Task to carry out:
Rewrite each of the entries below with every occurrence of "short blonde hair" replaced by "curly red hair", keeping all other text unchanged. Omit the pictures from the output.

Material supplied:

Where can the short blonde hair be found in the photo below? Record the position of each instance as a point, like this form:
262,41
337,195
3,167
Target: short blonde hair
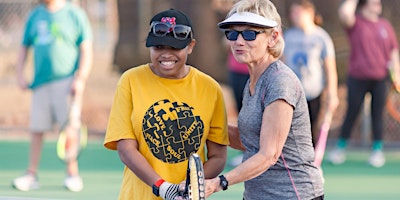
267,9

The response:
Where can the curly red hair be found in the photo below? Record the position of each instance as a point, like this form:
262,41
337,195
3,167
Target: curly red hair
267,9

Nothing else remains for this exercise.